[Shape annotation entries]

[START]

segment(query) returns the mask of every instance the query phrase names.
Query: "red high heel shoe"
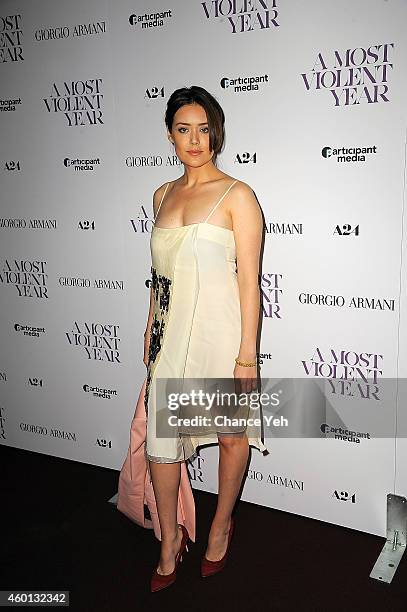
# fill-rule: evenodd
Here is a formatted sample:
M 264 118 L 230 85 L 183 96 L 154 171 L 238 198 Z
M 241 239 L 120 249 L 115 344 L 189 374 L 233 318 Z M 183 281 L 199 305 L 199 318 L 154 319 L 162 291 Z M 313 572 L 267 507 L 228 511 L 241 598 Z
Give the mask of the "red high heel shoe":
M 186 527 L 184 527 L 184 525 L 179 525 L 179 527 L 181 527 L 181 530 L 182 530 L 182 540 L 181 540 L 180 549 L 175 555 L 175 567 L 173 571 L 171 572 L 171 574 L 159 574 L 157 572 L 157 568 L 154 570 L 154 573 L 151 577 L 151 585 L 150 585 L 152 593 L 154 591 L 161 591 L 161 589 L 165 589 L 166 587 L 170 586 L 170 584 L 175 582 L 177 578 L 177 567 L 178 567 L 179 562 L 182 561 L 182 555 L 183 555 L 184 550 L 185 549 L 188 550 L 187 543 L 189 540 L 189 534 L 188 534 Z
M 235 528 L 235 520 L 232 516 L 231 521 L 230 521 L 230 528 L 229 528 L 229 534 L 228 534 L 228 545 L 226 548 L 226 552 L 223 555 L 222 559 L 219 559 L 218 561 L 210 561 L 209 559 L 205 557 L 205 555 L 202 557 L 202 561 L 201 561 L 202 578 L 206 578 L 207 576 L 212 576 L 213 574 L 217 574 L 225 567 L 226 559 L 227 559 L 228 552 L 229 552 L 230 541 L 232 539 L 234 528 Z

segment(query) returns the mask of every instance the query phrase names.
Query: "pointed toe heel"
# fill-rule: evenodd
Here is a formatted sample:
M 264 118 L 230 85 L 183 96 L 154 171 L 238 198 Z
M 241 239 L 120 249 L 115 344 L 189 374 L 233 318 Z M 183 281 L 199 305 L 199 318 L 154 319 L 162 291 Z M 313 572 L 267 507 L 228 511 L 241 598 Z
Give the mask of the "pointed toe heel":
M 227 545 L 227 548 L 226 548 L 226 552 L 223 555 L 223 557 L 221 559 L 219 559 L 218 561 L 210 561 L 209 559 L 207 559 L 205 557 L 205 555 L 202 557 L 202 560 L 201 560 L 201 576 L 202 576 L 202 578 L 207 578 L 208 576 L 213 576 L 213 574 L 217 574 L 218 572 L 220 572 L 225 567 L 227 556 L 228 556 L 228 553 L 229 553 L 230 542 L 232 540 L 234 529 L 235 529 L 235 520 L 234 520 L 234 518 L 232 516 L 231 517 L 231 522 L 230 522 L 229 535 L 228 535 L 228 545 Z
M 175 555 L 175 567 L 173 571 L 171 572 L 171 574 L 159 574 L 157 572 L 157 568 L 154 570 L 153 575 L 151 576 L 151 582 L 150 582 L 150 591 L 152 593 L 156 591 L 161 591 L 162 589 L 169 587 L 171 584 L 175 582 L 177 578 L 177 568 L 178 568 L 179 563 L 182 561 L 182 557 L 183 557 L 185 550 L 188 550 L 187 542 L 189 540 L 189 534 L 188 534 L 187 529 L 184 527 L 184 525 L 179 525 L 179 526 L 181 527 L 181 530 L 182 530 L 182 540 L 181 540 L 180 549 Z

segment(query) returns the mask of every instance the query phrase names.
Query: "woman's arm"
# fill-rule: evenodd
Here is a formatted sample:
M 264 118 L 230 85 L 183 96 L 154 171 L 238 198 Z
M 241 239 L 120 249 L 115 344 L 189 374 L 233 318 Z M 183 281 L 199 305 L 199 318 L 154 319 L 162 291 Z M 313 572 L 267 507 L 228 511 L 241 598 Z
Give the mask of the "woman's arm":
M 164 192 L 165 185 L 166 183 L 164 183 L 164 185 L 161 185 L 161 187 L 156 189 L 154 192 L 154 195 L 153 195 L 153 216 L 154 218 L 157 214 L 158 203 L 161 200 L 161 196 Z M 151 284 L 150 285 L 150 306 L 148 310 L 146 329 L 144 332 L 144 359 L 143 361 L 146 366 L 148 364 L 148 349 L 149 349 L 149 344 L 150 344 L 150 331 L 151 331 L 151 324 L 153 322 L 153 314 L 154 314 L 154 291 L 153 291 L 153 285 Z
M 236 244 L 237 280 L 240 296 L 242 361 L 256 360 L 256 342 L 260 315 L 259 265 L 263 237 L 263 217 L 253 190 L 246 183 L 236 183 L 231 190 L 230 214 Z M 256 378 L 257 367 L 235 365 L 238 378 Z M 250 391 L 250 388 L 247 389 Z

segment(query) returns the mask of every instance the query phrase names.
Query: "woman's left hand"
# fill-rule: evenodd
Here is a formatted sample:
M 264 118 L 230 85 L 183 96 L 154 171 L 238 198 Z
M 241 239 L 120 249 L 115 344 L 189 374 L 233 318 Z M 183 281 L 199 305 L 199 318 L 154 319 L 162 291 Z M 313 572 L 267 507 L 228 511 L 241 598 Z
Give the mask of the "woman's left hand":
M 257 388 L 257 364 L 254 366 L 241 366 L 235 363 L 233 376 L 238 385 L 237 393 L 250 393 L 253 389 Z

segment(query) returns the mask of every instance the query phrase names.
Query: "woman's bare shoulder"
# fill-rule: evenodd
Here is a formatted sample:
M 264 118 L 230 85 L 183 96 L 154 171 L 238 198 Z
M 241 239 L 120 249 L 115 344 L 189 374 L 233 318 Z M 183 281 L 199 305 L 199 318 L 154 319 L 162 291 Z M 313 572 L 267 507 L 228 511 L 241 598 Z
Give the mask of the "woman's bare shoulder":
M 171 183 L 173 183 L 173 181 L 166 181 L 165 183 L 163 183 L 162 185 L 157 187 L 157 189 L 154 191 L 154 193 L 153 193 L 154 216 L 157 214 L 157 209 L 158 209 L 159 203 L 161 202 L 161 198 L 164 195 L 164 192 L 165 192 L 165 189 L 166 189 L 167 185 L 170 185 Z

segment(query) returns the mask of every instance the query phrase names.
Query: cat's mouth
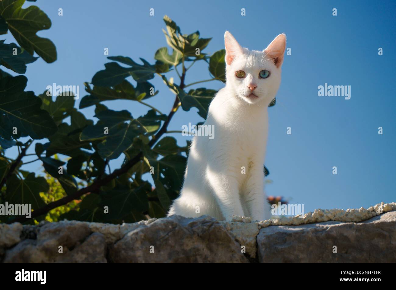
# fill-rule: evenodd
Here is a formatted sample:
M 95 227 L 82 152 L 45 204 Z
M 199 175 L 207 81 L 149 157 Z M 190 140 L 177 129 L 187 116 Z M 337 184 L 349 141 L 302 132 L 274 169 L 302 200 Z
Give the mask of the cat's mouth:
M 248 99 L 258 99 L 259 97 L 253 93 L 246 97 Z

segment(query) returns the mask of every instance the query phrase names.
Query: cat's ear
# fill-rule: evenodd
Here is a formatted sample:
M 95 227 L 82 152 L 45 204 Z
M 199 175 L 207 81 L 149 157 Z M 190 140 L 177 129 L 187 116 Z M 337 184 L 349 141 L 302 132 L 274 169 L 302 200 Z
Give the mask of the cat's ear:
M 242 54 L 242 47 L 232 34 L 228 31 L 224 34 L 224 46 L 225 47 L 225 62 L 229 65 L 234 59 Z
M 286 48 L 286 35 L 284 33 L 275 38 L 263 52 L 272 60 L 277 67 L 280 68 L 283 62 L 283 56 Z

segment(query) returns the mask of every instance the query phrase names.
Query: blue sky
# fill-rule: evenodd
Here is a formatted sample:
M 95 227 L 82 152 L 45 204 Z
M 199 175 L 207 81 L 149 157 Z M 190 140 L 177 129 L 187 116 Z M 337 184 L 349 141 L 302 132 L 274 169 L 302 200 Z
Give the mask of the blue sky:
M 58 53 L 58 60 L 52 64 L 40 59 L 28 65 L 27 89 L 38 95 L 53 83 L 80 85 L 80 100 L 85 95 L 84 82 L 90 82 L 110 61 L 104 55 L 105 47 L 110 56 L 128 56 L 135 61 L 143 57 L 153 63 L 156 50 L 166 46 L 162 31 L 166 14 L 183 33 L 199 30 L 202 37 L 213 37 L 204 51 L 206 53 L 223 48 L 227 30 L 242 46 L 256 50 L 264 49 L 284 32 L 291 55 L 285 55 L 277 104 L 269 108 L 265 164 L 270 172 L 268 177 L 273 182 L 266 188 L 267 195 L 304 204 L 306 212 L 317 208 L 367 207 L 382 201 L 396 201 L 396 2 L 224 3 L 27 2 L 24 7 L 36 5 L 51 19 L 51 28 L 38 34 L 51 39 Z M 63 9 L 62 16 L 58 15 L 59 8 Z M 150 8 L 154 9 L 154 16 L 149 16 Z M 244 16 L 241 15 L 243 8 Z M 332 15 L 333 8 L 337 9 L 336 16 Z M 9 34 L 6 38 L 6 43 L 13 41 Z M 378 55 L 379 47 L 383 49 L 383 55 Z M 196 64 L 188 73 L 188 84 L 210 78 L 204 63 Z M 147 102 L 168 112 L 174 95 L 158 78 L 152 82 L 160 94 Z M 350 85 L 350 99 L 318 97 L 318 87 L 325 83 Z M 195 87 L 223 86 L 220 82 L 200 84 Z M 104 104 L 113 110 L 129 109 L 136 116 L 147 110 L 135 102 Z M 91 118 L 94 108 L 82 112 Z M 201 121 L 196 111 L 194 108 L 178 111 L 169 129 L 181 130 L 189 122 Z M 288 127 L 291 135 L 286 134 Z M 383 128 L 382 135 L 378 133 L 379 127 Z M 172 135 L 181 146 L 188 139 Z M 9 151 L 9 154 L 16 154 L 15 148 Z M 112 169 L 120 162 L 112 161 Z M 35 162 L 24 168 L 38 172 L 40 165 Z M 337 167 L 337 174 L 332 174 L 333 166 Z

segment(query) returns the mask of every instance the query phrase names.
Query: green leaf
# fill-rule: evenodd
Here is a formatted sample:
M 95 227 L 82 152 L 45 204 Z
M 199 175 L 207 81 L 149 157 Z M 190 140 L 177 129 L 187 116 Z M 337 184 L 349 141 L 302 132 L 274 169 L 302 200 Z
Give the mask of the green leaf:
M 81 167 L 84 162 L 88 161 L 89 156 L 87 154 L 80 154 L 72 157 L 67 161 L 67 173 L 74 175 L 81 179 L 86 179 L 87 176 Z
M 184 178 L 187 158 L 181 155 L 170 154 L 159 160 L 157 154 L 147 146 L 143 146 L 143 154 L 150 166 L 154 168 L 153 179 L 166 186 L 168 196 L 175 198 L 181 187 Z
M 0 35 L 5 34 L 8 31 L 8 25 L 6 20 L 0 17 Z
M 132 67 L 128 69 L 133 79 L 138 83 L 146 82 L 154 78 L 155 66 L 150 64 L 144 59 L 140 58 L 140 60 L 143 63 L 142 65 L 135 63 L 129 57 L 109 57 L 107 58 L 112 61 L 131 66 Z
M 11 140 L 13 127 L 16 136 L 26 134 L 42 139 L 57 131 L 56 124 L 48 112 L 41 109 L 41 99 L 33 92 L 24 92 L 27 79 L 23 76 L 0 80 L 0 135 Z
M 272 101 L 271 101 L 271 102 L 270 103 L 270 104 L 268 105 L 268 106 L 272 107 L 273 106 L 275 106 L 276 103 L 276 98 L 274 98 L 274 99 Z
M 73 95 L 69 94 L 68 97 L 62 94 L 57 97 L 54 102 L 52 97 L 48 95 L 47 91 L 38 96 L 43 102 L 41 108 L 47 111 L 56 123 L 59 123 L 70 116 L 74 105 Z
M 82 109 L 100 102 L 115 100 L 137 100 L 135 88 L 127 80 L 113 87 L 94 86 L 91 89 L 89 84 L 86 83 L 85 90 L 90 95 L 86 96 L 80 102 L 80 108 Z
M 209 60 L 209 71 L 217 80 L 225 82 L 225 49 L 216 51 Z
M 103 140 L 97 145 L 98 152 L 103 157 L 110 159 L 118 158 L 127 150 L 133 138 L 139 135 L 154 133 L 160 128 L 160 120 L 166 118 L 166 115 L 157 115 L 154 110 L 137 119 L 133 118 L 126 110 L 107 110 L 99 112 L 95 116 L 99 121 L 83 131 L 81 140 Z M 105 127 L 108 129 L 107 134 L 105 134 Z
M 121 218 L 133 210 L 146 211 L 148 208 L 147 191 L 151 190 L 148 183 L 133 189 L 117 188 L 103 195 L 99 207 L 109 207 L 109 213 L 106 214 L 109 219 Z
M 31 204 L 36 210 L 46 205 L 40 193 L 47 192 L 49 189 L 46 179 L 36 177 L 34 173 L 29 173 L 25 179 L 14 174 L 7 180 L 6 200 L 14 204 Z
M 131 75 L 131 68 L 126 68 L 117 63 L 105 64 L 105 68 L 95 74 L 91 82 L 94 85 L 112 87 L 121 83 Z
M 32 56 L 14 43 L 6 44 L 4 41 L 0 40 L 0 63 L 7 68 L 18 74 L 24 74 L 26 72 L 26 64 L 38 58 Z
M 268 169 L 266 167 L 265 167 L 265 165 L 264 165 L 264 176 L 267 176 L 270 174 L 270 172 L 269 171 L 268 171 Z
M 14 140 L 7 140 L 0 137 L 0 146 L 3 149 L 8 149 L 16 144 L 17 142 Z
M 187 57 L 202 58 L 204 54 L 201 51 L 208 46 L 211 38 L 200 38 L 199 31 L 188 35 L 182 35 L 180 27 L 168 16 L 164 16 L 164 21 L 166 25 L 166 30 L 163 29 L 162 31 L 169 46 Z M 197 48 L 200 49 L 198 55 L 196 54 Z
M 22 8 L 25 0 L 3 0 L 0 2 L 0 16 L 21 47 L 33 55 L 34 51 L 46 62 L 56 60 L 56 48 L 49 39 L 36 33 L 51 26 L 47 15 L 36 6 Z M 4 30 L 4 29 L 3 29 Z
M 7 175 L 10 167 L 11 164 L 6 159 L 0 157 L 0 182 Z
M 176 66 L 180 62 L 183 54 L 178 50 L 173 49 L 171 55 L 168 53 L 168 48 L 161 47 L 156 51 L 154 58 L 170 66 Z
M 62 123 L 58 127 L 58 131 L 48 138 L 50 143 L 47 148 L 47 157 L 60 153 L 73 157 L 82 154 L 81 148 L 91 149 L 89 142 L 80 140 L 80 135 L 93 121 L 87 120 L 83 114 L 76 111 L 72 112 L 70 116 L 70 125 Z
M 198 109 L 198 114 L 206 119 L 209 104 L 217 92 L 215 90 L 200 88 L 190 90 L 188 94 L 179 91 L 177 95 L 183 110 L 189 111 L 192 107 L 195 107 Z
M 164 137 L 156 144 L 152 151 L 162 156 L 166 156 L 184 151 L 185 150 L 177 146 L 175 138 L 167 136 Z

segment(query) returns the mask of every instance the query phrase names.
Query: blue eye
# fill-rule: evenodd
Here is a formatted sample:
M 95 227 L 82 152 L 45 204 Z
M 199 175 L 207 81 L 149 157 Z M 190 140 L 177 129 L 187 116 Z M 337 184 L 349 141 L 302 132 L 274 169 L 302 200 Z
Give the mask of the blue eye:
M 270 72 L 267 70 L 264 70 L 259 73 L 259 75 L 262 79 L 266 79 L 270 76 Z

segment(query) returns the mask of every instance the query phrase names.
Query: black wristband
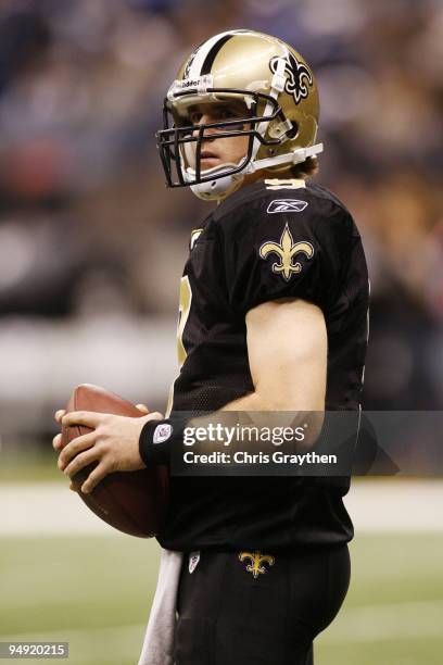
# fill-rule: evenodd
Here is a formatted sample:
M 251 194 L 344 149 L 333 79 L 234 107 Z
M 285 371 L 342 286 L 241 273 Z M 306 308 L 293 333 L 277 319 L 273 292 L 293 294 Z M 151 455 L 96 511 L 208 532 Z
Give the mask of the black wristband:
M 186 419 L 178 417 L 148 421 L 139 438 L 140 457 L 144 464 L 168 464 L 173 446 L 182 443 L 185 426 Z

[END]

Given problem »
List each line of the records that contains the word "hand", treating uppercase and lowercase as different.

Solution to this exercise »
Query: "woman's left hand"
Give the mask of the "woman's left hand":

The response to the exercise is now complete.